Records for this task Start Marker
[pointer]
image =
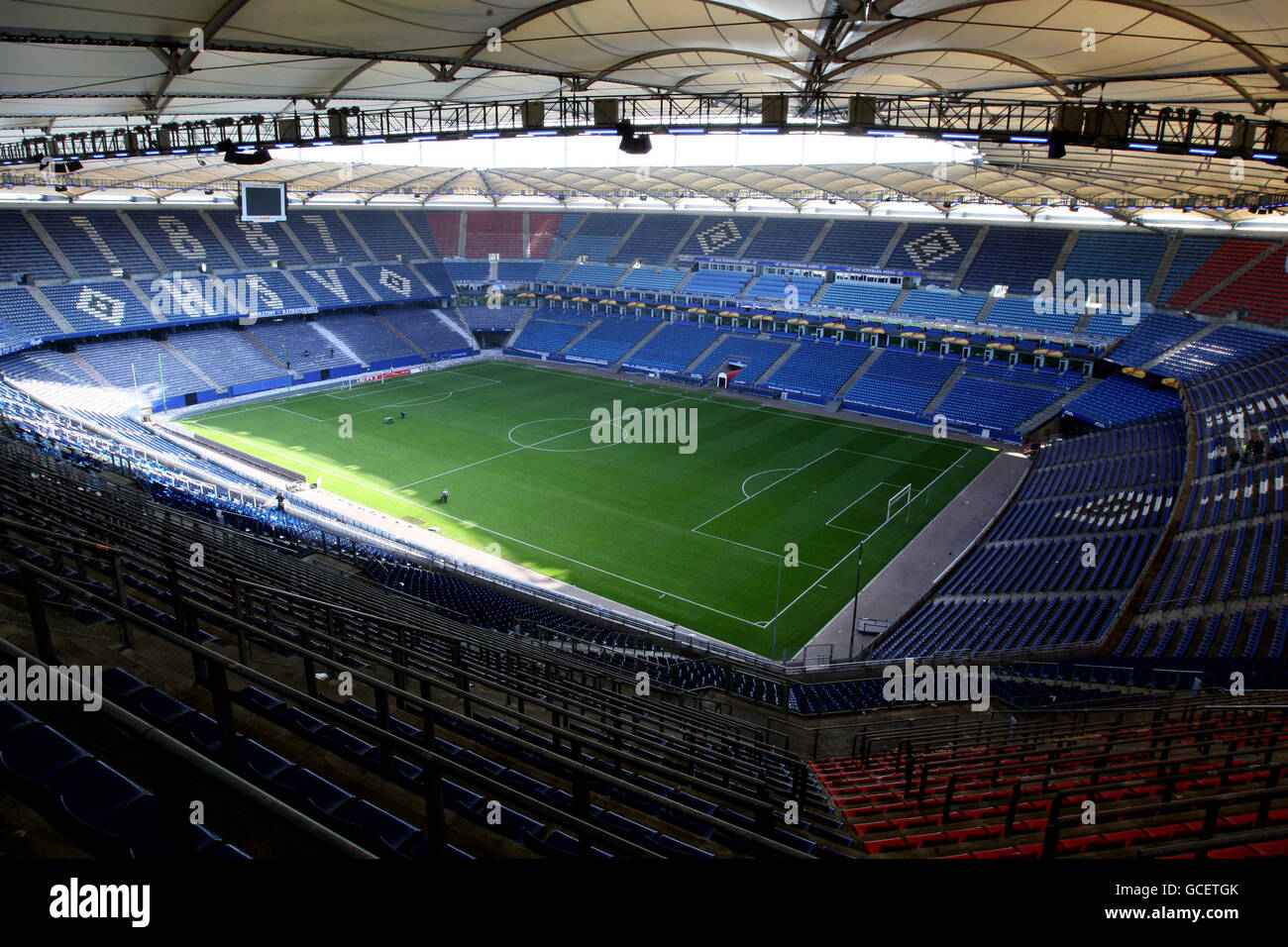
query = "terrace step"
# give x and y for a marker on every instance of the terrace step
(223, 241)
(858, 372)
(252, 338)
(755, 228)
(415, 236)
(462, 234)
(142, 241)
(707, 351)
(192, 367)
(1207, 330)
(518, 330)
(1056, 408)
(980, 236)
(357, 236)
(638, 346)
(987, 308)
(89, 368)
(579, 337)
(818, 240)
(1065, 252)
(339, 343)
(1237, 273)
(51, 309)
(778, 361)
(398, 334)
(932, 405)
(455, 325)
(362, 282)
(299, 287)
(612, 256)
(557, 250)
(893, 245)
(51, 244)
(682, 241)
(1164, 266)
Records for this task End Marker
Records for this task Start Marker
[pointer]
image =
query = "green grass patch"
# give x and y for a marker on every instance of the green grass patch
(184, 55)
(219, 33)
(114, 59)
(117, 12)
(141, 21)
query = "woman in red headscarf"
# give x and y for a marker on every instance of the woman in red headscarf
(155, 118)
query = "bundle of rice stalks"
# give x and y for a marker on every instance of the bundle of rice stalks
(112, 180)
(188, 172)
Records for this task End Marker
How to complete this task:
Find out how many lines in the data above hold the word "query". Write only the number.

Written reply:
4